::: Stored records :::

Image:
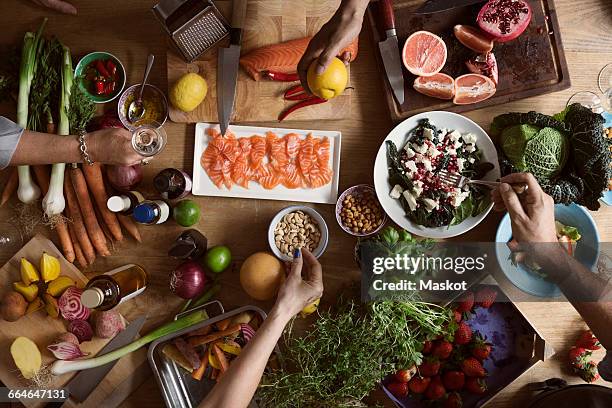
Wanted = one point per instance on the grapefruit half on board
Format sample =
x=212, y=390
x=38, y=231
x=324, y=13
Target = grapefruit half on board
x=438, y=85
x=473, y=88
x=424, y=53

:::

Reproduce the material above line for line, character for character, but leave out the image.

* **Result for this exercise**
Image:
Wanted = one point per instance on the grapefruit half on board
Format sample =
x=212, y=390
x=38, y=231
x=324, y=13
Target = grapefruit half on board
x=438, y=85
x=473, y=88
x=424, y=53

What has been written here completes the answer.